━━━ THE RECORDS

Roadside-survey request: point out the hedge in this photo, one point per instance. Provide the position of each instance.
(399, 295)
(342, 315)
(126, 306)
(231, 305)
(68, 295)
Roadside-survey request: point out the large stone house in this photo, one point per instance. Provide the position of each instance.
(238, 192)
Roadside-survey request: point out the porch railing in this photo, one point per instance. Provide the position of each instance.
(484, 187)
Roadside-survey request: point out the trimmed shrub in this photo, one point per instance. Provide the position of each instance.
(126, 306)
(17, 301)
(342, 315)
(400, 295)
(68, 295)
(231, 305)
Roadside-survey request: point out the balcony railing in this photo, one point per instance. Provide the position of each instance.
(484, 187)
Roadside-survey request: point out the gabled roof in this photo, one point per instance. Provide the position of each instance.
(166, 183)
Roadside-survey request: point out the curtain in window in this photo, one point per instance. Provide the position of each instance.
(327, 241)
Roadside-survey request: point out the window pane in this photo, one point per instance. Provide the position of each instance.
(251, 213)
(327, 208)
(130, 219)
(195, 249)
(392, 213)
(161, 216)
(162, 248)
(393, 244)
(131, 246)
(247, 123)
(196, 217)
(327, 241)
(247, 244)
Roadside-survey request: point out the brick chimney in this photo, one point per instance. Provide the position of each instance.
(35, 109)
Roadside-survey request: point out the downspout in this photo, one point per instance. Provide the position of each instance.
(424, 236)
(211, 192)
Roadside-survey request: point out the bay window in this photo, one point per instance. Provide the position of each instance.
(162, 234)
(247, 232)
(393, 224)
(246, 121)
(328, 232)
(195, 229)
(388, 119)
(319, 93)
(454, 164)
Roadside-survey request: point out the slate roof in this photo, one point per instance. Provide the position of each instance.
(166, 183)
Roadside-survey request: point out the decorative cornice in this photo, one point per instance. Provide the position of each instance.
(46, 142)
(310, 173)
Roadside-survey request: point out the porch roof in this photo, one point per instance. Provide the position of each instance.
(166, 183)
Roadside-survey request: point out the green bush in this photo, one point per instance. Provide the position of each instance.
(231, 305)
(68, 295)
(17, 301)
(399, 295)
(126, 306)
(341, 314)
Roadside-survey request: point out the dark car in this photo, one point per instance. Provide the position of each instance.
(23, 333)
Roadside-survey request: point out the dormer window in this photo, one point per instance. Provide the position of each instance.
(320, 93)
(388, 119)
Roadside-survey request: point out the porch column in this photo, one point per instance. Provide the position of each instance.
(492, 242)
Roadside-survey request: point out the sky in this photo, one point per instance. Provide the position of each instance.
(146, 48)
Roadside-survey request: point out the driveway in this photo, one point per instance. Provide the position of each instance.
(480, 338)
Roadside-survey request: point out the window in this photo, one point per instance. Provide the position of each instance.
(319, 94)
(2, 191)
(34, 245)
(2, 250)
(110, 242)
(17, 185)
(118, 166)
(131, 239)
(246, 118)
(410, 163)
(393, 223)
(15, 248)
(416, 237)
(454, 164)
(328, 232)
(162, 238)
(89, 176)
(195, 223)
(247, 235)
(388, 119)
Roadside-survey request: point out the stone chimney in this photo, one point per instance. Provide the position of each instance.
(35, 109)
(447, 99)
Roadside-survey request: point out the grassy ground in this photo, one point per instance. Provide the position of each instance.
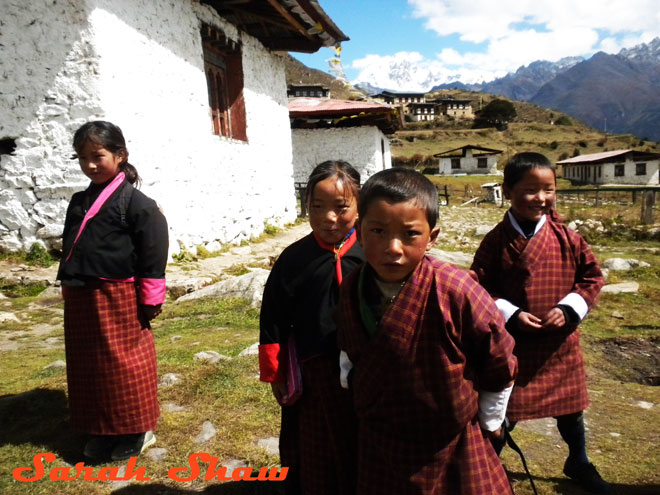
(620, 339)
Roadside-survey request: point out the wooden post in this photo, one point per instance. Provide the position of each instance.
(647, 207)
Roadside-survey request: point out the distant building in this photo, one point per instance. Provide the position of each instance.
(422, 111)
(417, 107)
(468, 160)
(400, 97)
(330, 129)
(613, 167)
(456, 108)
(307, 90)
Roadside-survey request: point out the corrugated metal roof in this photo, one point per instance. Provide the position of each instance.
(282, 25)
(306, 107)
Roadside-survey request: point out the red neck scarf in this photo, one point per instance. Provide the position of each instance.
(339, 249)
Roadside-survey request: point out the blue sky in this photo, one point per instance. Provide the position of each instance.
(479, 39)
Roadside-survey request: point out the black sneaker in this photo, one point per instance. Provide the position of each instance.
(587, 477)
(99, 446)
(132, 445)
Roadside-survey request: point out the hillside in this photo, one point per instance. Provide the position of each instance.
(299, 73)
(609, 92)
(532, 130)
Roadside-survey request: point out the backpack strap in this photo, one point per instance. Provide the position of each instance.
(125, 196)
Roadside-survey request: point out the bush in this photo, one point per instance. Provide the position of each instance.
(496, 114)
(39, 256)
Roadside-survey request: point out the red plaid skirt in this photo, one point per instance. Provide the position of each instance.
(110, 361)
(318, 439)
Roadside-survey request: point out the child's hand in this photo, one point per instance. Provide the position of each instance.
(279, 390)
(146, 313)
(493, 434)
(527, 322)
(554, 320)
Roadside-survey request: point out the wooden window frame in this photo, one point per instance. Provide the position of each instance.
(223, 66)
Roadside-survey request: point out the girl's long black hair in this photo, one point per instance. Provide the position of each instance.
(110, 137)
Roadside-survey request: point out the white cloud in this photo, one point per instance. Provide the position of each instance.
(500, 36)
(511, 33)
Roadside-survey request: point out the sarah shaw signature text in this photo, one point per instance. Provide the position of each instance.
(111, 473)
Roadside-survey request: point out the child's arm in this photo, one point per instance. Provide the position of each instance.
(272, 328)
(150, 238)
(573, 308)
(492, 409)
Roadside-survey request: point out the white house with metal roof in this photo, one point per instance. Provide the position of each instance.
(469, 159)
(197, 86)
(614, 167)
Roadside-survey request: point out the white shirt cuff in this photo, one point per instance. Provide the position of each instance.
(345, 366)
(506, 308)
(492, 408)
(577, 303)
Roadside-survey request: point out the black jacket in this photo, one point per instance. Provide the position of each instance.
(112, 248)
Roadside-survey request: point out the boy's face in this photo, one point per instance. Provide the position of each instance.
(533, 195)
(395, 237)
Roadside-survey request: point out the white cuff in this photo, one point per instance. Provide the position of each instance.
(506, 308)
(492, 408)
(577, 303)
(345, 366)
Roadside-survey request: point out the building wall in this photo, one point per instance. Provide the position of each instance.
(589, 174)
(141, 67)
(359, 146)
(469, 165)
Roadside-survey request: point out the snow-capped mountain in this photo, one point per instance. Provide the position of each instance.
(414, 75)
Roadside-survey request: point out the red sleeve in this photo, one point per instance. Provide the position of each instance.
(271, 368)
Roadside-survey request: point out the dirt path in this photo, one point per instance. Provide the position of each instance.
(209, 268)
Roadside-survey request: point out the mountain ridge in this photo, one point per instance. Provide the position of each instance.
(610, 92)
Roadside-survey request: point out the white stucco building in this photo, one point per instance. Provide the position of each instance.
(614, 167)
(468, 160)
(352, 131)
(198, 88)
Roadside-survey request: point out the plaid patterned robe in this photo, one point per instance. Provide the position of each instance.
(415, 382)
(110, 360)
(535, 275)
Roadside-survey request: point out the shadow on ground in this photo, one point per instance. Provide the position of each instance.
(40, 417)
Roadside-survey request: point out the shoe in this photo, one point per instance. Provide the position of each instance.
(132, 445)
(99, 446)
(587, 477)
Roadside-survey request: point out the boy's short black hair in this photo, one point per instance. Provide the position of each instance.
(398, 185)
(521, 163)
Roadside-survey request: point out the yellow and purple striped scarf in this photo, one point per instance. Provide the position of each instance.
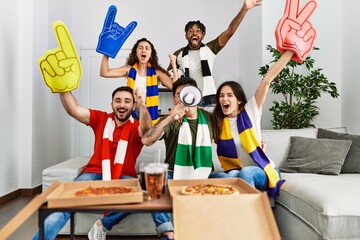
(229, 160)
(152, 91)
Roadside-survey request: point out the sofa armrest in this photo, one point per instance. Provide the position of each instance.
(65, 171)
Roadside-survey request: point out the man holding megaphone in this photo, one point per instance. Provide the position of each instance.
(187, 132)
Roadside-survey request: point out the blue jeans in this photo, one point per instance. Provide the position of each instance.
(253, 175)
(162, 219)
(56, 221)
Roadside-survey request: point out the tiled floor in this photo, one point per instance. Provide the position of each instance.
(26, 231)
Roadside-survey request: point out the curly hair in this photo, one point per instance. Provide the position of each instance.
(154, 60)
(198, 23)
(218, 115)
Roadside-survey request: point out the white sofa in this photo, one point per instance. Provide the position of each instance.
(310, 206)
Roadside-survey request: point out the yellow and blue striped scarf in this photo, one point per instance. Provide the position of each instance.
(229, 160)
(152, 91)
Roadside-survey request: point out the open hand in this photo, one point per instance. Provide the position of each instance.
(113, 36)
(252, 3)
(61, 67)
(295, 31)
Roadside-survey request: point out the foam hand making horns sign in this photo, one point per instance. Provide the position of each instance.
(61, 67)
(113, 35)
(295, 31)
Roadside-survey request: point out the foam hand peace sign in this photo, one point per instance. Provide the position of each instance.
(61, 67)
(295, 31)
(113, 36)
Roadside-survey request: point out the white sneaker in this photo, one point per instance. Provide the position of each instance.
(97, 232)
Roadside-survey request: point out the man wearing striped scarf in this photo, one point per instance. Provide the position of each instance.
(188, 134)
(117, 140)
(196, 60)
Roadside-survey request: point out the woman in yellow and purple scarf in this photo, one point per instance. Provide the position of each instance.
(238, 133)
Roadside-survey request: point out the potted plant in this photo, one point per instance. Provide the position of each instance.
(300, 92)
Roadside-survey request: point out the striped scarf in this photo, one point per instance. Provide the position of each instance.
(207, 58)
(229, 160)
(189, 165)
(117, 164)
(152, 91)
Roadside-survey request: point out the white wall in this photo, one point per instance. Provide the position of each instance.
(36, 131)
(9, 104)
(350, 65)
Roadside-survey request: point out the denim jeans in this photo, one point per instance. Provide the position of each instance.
(253, 175)
(56, 221)
(162, 220)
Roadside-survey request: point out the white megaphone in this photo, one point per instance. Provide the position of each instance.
(190, 96)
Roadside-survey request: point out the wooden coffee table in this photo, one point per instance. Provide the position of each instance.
(164, 204)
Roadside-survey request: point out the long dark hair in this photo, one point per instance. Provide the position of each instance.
(218, 115)
(154, 60)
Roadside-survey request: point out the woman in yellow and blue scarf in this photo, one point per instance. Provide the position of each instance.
(142, 70)
(238, 133)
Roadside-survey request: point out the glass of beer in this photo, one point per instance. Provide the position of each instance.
(142, 175)
(154, 180)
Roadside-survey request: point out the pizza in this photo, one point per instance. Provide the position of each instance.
(98, 191)
(209, 189)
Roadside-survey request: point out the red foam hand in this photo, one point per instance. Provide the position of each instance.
(295, 31)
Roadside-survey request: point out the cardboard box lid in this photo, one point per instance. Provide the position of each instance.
(26, 212)
(63, 195)
(175, 186)
(244, 216)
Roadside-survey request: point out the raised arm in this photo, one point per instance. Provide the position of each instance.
(164, 79)
(107, 72)
(295, 38)
(73, 108)
(174, 67)
(225, 36)
(275, 69)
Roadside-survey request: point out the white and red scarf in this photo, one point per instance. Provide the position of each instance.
(117, 164)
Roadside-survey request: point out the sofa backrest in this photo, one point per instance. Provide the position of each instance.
(278, 141)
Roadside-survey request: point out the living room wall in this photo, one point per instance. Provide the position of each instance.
(36, 131)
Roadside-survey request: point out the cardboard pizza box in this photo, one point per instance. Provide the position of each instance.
(244, 216)
(63, 195)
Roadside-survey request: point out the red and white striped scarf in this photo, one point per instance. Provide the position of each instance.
(117, 164)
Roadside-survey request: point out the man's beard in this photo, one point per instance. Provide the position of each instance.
(122, 119)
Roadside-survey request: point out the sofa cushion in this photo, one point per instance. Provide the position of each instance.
(65, 171)
(352, 160)
(328, 204)
(323, 156)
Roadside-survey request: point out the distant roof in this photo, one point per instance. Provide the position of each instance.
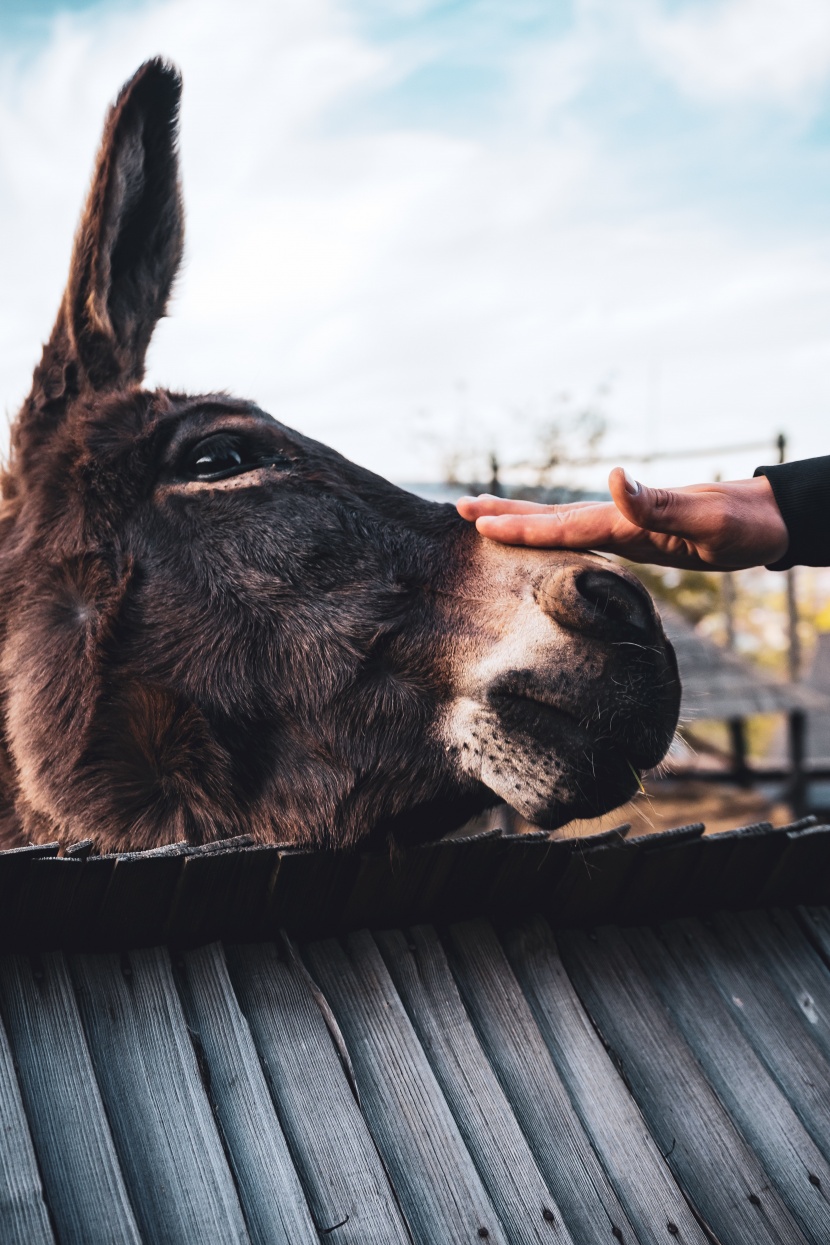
(718, 684)
(407, 1083)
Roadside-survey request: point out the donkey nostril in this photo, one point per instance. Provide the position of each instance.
(615, 600)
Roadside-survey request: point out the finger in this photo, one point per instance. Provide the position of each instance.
(691, 513)
(564, 528)
(473, 507)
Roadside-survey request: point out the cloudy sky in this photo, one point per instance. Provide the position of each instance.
(422, 227)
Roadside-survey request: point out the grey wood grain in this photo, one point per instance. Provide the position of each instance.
(349, 1192)
(81, 1173)
(518, 1053)
(719, 1174)
(433, 1174)
(24, 1219)
(797, 967)
(167, 1139)
(816, 923)
(611, 1117)
(269, 1187)
(422, 976)
(763, 1015)
(676, 967)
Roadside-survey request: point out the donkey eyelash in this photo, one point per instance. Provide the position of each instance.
(223, 455)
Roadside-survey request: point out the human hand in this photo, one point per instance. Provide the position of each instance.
(701, 527)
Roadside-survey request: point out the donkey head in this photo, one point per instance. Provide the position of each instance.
(213, 625)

━━━━━━

**SET EXERCISE**
Begin at the line containing "Roadside-survey request: point out the donkey nostril" and reproduce each line through the end of the records above.

**ANSWER TO THE PROBLEM**
Roadside-survey request: point out the donkey nostril in this photo, one point per instance. Provide the position of each instance.
(615, 600)
Roadside-survey request: point out the finger in this photo, one point per instance. Provide the position of each instance.
(691, 513)
(564, 528)
(473, 507)
Roadside-survey request: point out the cloudy sky in this photo, one point per instance. Provide the position of each instance.
(422, 227)
Roadside-survey request: point out the grey wood grain in this photo, one point per instance. Provide the position of each instance.
(349, 1192)
(81, 1173)
(518, 1053)
(719, 1174)
(433, 1174)
(24, 1219)
(797, 967)
(167, 1139)
(816, 923)
(611, 1117)
(269, 1187)
(422, 976)
(763, 1015)
(676, 967)
Roadside-survey request: point out the donkey eyelash in this photo, one point per instance. Provide the position of each instance.
(223, 455)
Roadside-survey request: point out the human hand in this photo, one point per instance. Provide the position of each instance.
(701, 527)
Roadside-survey request: point out the donkey head in this photo, one point per instance. Provide the position of each instance.
(213, 625)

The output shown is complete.